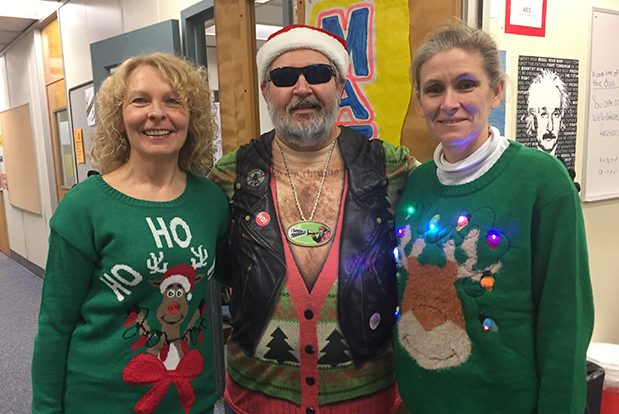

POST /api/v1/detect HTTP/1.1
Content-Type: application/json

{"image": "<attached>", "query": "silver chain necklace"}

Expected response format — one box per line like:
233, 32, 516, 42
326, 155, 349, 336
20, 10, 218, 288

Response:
277, 140, 337, 247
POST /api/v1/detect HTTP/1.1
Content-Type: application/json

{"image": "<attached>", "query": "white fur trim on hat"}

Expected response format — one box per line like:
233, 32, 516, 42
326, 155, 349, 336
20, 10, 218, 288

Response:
256, 25, 348, 83
159, 265, 195, 300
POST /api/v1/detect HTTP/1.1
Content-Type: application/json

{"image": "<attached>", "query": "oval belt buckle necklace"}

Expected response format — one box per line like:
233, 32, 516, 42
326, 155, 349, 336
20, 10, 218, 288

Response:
277, 140, 337, 247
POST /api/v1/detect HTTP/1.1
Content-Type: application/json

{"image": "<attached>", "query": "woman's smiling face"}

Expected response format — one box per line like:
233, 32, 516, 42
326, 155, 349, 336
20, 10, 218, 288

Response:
418, 48, 503, 163
122, 65, 189, 163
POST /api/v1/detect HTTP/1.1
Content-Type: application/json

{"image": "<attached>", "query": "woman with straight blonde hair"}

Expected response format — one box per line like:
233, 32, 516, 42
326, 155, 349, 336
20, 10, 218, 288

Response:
32, 53, 229, 414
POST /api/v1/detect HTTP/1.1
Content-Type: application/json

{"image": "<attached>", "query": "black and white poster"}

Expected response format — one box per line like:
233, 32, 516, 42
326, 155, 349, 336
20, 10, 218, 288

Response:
516, 56, 578, 167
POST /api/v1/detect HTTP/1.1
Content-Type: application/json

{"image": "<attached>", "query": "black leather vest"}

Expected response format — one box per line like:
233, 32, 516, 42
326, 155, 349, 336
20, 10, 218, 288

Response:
229, 127, 397, 364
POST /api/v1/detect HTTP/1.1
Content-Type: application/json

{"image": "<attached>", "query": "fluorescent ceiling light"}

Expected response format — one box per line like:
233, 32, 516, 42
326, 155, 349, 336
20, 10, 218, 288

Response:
0, 0, 62, 20
206, 24, 282, 40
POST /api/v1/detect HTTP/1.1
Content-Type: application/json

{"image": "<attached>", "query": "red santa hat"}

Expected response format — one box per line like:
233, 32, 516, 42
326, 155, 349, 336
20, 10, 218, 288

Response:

════════════════

■ Task requirements: Omitting all images, retype each line of the records precisely.

■ Task result:
POST /api/v1/detect HTTP/1.1
Content-Type: application/json

{"image": "<attached>", "query": "silver chain necklace"}

Expected response format — one box per line like:
233, 32, 516, 42
326, 155, 349, 336
20, 10, 218, 288

Response:
277, 140, 337, 247
POST /api/v1/detect HTTP/1.1
Content-Type: application/json

{"image": "<attached>", "query": "white fur trim on hat"}

Expected response format — one box per line like:
233, 32, 516, 42
326, 155, 349, 336
20, 10, 218, 288

Response:
256, 25, 348, 83
159, 265, 195, 300
POST /api/v1/detect HTTP/1.1
Content-Type: application/json

{"image": "<attached>", "query": "oval belt buckle necklace"}

Expected response format — one box per line like:
233, 32, 516, 42
326, 155, 349, 336
20, 10, 218, 288

Response:
277, 140, 337, 247
POST /api/v1/detect HTTP/1.1
Content-Type: application/json

{"image": "<attached>", "query": "woman's smiling face"}

Expected response format — one box per line like:
233, 32, 516, 42
326, 155, 349, 336
20, 10, 218, 288

Response:
418, 48, 503, 163
122, 65, 189, 163
POST /api/v1/detect HTTP/1.1
Content-Type: application/json

{"image": "<attached>", "query": "woman with straight blonde hair"}

Expected response format — one box per line like:
233, 32, 516, 42
326, 155, 349, 336
20, 10, 218, 288

Response:
32, 53, 229, 414
POST /api/v1/detect HTTP/1.1
Content-Type: application/json

{"image": "<attached>", "query": "black and white poster"}

Expected response format — one box per line like:
233, 32, 516, 42
326, 155, 349, 336
20, 10, 218, 288

Response:
516, 56, 578, 167
POST /api/v1/detect HTTP/1.1
Content-Type: application/json

{"image": "<attached>", "query": "black leather vest"}

Expected response format — one box per line like:
233, 32, 516, 42
326, 155, 349, 336
20, 10, 218, 288

Response:
229, 127, 397, 364
POST /api/v1/detect HTTP/1.1
Content-Type: application/json

{"image": "<attached>", "query": "fluorescent ceiling light"}

Expected response format — one box per line like:
233, 32, 516, 42
326, 155, 349, 336
20, 10, 218, 288

Response:
0, 0, 62, 20
206, 24, 282, 40
POST /api/v1/detect HTTP/1.1
Content-Type: application/json

{"image": "<attached>", "query": "red santa hat"}

Expected response format — one box per line like:
233, 32, 516, 42
326, 155, 349, 336
20, 10, 218, 288

Response:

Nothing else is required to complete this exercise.